▶ _Set exercise 1_:
Answer these questions on the excerpt about hdparm below, one line each:
(a) According to the opening remarks, what is hdparm not compatible with?
(b) What must each sector range pair given after --trim-sector-ranges consist of?
(c) Where does --trim-sector-ranges-stdin read its list of lba:count pairs from?

▶ _Text to read_:
********
The fundamental problem with hdparm is that because it bypasses most
of the kernel i/o stack, it is not compatible with DM/LVM, but I think
its a great prototype of what the kernel could do eventually.

==> from man hdparm

       --trim-sector-ranges
              For Solid State Drives (SSDs).  EXCEPTIONALLY DANGEROUS.
DO NOT USE THIS FLAG!!  Tells the drive firmware to discard unneeded
data sectors, destroying any data that may have been
              present  within  them.   This makes those sectors
available for immediate use by the firmware's garbage collection
mechanism, to improve scheduling for wear-leveling of the flash
              media.  This option expects one or more sector range
pairs immediately after the flag: an LBA starting address, a colon,
and a sector count, with no intervening  spaces.   EXCEP-
              TIONALLY DANGEROUS. DO NOT USE THIS FLAG!!

              Eg.  hdparm --trim-sector-ranges 1000:4 7894:16 /dev/sdz

       --trim-sector-ranges-stdin
              Identical  to  --trim-sector-ranges above, except the
list of lba:count pairs is read from stdin rather than being specified
on the command line.  This can be used to avoid prob-
              lems with excessively long command lines.  It also
permits batching of many more sector ranges into single commands to
the drive, up to the currently  configured  transfer  limit
              (max_sectors_kb).
********
▶ _Set exercise 2_:
Reproduce, word for word, the stretch of records below from the line containing "In this exercise you will locate the red" through the line containing "[(243, 361)]".
********
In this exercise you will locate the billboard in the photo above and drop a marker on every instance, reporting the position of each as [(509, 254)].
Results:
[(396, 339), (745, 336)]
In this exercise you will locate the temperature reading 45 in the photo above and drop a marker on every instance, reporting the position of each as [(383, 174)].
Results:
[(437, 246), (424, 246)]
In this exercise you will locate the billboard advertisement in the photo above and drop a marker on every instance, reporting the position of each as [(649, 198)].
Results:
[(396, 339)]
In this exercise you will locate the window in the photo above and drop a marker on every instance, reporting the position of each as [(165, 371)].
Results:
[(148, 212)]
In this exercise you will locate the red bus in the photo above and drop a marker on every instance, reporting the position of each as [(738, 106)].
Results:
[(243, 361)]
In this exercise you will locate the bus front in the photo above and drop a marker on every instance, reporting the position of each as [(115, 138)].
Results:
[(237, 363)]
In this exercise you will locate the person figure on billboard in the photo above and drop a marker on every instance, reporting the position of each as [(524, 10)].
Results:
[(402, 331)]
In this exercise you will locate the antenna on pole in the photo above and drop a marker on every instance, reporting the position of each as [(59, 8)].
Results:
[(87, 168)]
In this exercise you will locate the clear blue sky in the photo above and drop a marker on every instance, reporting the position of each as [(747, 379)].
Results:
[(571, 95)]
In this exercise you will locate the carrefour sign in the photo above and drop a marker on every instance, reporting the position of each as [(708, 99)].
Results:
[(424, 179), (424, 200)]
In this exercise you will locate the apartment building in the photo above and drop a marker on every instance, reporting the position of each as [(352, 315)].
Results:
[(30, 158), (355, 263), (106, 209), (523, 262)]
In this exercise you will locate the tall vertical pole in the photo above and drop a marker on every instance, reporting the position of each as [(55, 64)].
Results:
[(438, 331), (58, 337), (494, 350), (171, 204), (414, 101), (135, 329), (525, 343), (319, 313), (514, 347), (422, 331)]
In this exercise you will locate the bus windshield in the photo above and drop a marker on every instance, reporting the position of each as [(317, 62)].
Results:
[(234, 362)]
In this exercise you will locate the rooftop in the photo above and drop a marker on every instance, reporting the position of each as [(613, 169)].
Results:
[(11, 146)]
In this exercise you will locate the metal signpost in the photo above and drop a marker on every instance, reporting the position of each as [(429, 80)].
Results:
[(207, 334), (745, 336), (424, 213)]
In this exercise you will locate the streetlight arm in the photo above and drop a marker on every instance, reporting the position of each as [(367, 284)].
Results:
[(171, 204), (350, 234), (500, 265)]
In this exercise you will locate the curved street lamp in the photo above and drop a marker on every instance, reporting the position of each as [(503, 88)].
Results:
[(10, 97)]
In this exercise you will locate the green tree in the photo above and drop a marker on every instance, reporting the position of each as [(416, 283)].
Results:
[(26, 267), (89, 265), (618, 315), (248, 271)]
********
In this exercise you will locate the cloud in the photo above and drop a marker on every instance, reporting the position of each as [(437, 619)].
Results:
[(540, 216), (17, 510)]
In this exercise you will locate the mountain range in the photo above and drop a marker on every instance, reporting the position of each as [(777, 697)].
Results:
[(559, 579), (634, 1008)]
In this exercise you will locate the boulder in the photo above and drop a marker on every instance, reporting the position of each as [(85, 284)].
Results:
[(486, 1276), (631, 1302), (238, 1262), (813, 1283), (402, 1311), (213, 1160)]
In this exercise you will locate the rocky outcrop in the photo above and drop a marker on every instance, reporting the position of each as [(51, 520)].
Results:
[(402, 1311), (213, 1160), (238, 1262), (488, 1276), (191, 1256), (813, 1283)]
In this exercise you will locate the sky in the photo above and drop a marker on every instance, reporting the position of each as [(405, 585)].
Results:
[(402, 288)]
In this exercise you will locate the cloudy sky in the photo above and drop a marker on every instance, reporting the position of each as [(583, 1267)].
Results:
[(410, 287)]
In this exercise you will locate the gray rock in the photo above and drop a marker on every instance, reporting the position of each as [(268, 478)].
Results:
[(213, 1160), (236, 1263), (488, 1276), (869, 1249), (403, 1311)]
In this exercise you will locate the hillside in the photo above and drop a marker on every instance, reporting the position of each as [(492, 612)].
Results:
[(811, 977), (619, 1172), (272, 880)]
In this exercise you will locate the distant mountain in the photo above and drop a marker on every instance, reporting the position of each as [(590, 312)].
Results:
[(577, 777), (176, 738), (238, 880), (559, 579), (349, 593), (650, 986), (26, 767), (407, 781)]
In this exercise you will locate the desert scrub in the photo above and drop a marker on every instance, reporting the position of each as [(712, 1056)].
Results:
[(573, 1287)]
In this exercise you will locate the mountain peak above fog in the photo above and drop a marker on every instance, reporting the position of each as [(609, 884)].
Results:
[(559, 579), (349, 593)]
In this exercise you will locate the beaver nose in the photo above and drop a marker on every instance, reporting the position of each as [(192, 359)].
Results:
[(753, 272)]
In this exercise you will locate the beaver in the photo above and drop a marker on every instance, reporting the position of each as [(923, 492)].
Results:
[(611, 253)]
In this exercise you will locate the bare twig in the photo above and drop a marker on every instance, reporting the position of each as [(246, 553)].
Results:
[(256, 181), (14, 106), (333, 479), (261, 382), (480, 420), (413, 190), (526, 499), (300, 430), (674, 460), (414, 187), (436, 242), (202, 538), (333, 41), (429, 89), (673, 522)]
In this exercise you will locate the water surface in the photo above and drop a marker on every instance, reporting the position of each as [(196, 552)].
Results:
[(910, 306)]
********
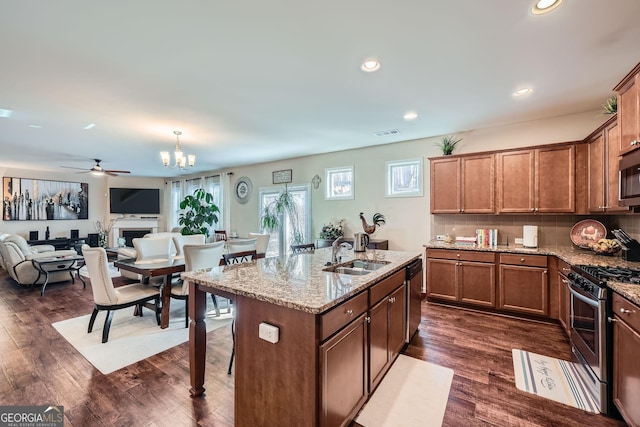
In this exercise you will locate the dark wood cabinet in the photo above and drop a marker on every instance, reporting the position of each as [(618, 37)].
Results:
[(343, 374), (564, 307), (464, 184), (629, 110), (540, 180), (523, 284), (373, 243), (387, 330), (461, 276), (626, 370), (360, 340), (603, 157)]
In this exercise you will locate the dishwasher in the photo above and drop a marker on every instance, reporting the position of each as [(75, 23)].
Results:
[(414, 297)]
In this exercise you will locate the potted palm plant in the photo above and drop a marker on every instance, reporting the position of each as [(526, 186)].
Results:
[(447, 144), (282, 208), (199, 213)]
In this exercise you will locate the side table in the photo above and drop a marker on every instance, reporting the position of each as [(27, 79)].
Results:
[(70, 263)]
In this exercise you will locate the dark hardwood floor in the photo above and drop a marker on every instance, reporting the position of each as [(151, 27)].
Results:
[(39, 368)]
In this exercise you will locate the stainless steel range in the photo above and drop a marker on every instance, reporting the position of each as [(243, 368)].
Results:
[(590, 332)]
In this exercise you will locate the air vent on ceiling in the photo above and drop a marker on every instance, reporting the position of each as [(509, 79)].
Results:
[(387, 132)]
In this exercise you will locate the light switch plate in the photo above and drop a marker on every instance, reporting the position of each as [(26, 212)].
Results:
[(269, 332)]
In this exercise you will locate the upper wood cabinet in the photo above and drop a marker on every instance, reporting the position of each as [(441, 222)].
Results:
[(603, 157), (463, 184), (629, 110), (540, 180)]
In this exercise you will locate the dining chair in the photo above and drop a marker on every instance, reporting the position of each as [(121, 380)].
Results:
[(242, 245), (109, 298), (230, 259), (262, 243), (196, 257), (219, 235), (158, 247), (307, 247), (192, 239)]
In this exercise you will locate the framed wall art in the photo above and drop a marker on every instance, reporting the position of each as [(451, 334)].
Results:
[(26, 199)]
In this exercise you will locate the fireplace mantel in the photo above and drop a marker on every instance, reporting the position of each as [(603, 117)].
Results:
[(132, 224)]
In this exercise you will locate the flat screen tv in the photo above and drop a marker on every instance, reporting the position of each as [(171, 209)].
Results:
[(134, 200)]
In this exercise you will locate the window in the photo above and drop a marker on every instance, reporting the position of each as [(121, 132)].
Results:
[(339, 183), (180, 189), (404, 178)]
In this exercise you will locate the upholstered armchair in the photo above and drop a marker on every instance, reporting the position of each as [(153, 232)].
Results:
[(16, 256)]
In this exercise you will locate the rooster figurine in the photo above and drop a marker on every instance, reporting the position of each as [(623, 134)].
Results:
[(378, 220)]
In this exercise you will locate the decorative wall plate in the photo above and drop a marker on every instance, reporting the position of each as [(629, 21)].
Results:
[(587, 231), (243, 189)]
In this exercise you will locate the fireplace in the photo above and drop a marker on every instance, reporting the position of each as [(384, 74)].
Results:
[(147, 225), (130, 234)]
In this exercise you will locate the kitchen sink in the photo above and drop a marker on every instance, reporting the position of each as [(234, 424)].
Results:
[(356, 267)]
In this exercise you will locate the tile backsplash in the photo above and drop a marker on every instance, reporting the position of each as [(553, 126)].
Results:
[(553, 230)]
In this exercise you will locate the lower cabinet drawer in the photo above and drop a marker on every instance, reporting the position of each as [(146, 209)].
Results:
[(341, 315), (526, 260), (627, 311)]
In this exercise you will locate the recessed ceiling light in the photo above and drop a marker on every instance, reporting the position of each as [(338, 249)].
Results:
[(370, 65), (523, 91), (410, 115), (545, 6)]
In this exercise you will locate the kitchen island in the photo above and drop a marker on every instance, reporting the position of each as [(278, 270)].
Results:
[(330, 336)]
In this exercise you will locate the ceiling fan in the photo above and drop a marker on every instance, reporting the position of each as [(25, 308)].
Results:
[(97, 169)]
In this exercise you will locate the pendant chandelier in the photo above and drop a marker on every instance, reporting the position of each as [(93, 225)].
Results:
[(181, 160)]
********
▶ _Response 1_:
(a) DM/LVM.
(b) An LBA starting address, a colon, and a sector count, with no intervening spaces.
(c) From stdin, rather than from the command line.

▶ _Response 2_:
In this exercise you will locate the red bus in the photo above and drop a marker on every instance, reporting the position of each as [(738, 106)].
Results:
[(243, 361)]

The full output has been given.